§ **What is being asked**: Consider the entries below. Count the lines holding the string "dark" and state the number only.
** Material for this exercise follows **
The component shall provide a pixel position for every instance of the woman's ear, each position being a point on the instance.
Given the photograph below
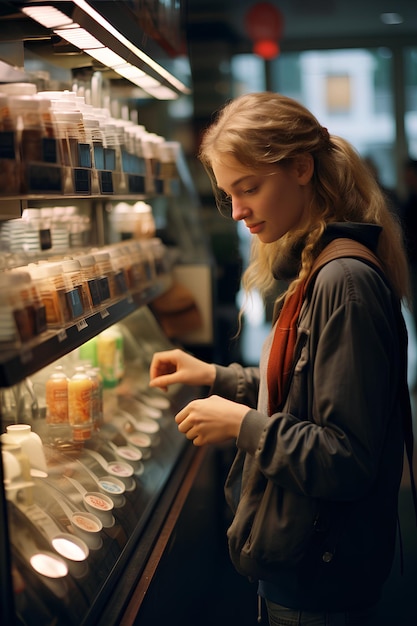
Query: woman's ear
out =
(304, 165)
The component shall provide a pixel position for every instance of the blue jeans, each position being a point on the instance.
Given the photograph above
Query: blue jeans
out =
(282, 616)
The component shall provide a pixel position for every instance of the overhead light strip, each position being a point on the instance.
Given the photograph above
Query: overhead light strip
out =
(74, 33)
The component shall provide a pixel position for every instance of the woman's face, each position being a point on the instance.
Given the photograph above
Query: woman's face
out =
(269, 203)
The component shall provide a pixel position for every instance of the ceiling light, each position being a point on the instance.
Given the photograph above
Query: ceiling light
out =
(47, 16)
(108, 46)
(79, 37)
(391, 18)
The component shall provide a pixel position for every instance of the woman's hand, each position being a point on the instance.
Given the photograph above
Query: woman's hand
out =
(175, 366)
(211, 420)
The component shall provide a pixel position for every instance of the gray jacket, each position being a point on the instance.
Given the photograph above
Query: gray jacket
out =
(314, 487)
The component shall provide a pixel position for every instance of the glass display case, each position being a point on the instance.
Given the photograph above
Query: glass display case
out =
(83, 498)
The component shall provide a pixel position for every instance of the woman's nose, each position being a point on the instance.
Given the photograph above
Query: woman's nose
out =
(239, 211)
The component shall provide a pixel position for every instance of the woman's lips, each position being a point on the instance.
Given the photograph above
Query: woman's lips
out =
(255, 228)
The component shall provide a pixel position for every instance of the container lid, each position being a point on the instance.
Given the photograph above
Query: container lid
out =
(86, 260)
(70, 265)
(28, 89)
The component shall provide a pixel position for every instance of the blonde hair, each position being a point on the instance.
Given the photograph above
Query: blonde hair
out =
(264, 130)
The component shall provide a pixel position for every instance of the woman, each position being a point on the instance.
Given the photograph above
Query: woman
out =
(318, 427)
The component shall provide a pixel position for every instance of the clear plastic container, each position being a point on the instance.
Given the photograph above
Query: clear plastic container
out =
(118, 266)
(30, 443)
(28, 289)
(110, 356)
(56, 396)
(28, 120)
(80, 399)
(97, 397)
(77, 289)
(106, 277)
(21, 301)
(90, 274)
(53, 293)
(9, 330)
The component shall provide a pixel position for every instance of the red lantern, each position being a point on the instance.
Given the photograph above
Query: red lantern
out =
(264, 24)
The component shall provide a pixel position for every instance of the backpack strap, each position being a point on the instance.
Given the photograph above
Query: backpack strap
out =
(342, 248)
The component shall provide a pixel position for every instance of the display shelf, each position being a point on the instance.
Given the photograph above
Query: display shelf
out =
(19, 364)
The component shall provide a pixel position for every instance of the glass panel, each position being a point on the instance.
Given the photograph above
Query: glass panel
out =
(411, 100)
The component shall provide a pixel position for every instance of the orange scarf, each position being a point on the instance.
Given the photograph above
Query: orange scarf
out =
(282, 350)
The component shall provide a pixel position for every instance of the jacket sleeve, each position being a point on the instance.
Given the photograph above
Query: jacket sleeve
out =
(237, 383)
(342, 413)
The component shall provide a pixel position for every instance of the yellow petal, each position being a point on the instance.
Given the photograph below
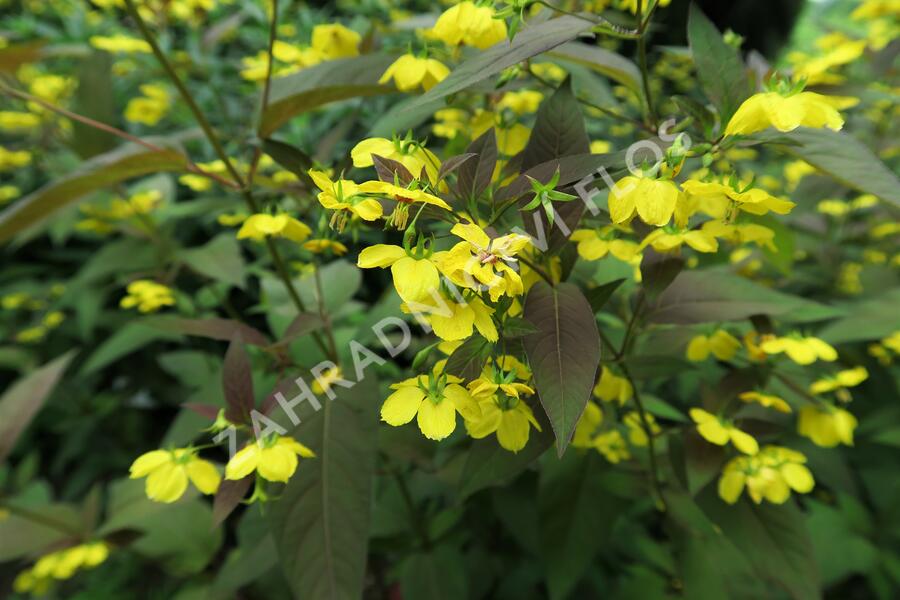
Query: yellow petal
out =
(401, 406)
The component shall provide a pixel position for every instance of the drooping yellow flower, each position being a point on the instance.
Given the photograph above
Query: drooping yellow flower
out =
(454, 320)
(613, 388)
(752, 200)
(415, 279)
(260, 226)
(595, 244)
(333, 41)
(653, 200)
(469, 24)
(784, 113)
(801, 350)
(719, 432)
(433, 400)
(767, 400)
(841, 380)
(168, 473)
(410, 72)
(826, 426)
(481, 261)
(148, 296)
(771, 475)
(411, 154)
(503, 411)
(274, 458)
(345, 199)
(721, 344)
(61, 564)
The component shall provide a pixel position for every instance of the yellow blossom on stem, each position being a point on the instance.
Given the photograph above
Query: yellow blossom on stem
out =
(769, 475)
(168, 473)
(410, 72)
(274, 458)
(826, 426)
(433, 400)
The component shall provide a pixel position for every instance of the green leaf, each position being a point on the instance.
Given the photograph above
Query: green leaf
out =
(714, 295)
(600, 295)
(468, 359)
(94, 99)
(124, 341)
(842, 157)
(528, 43)
(474, 176)
(435, 574)
(22, 401)
(104, 170)
(605, 62)
(720, 68)
(220, 260)
(326, 82)
(321, 521)
(487, 464)
(871, 319)
(773, 538)
(564, 354)
(558, 129)
(576, 517)
(213, 328)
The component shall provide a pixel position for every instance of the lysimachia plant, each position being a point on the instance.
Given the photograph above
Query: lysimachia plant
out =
(491, 300)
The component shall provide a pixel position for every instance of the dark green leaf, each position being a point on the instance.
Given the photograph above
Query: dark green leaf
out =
(321, 521)
(326, 82)
(101, 171)
(720, 68)
(22, 401)
(715, 295)
(564, 354)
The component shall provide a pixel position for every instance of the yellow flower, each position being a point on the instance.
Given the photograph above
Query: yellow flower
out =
(469, 24)
(63, 564)
(719, 432)
(168, 472)
(721, 344)
(150, 108)
(595, 244)
(415, 279)
(452, 320)
(654, 200)
(482, 260)
(433, 400)
(771, 475)
(767, 400)
(612, 388)
(412, 155)
(667, 239)
(841, 380)
(148, 296)
(753, 200)
(826, 426)
(320, 246)
(13, 159)
(274, 458)
(784, 113)
(260, 226)
(332, 41)
(18, 121)
(410, 72)
(801, 350)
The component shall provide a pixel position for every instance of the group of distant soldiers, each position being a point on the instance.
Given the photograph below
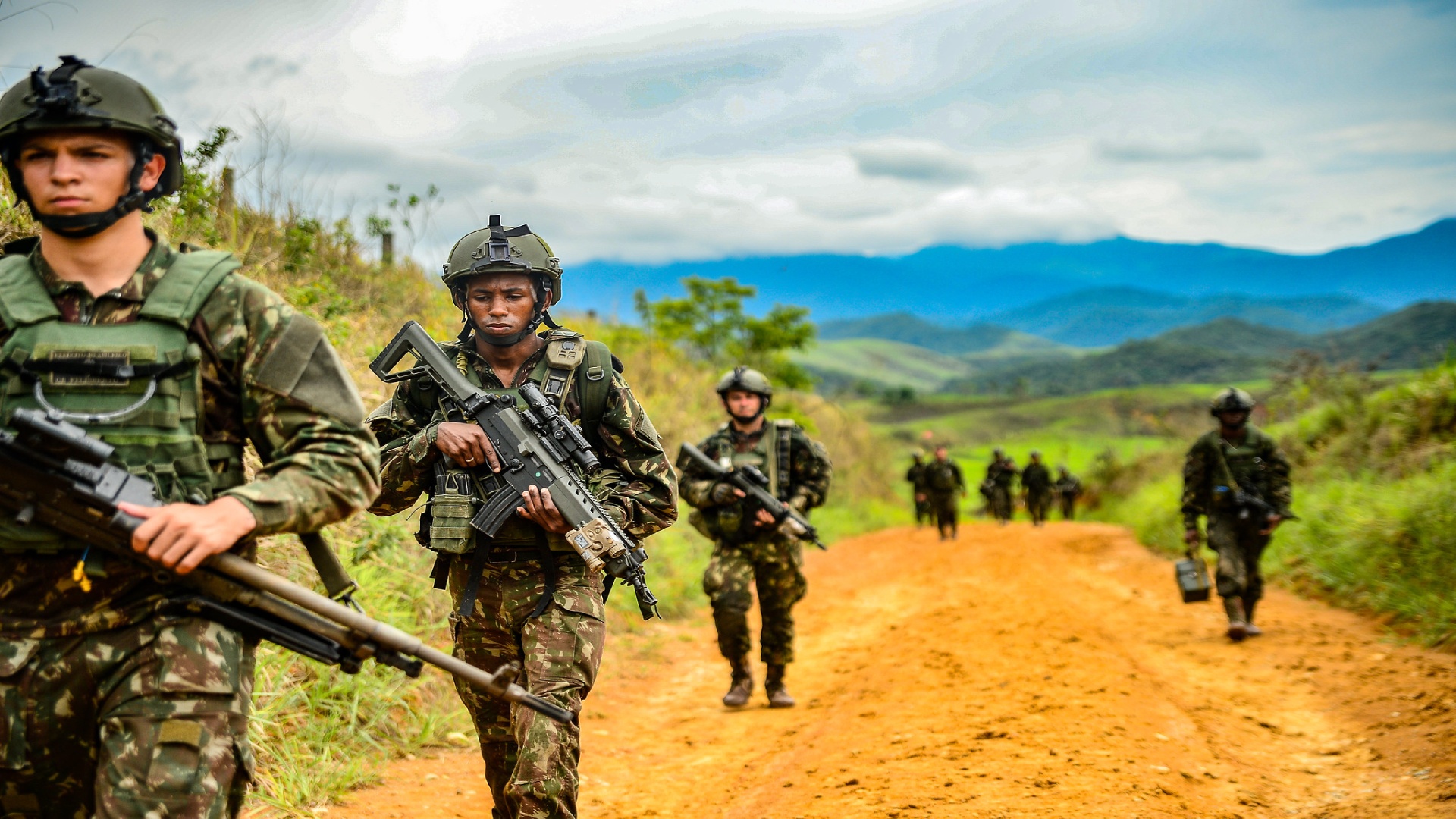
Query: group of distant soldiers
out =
(938, 485)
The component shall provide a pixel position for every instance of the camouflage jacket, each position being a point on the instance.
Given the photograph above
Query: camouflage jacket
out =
(639, 488)
(1256, 465)
(319, 464)
(808, 477)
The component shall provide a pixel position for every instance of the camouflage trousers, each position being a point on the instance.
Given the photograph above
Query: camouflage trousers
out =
(946, 512)
(1038, 503)
(774, 566)
(1239, 547)
(530, 761)
(140, 722)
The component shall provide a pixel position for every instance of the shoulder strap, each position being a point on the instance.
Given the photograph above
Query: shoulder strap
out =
(22, 297)
(185, 287)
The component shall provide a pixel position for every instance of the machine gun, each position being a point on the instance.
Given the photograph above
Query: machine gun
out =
(755, 485)
(53, 474)
(536, 447)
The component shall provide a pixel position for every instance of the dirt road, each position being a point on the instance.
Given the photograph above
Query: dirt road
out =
(1015, 672)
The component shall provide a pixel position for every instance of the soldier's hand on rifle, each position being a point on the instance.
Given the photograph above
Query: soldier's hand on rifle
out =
(182, 535)
(539, 509)
(466, 445)
(1273, 523)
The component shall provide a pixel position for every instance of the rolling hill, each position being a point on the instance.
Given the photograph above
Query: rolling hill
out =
(963, 284)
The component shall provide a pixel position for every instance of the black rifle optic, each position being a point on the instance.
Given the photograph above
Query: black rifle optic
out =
(53, 474)
(536, 447)
(753, 484)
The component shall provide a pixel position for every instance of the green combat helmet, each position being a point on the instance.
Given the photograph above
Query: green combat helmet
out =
(747, 379)
(504, 249)
(77, 95)
(1231, 400)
** End of Material for this exercise **
§ **Answer section**: 2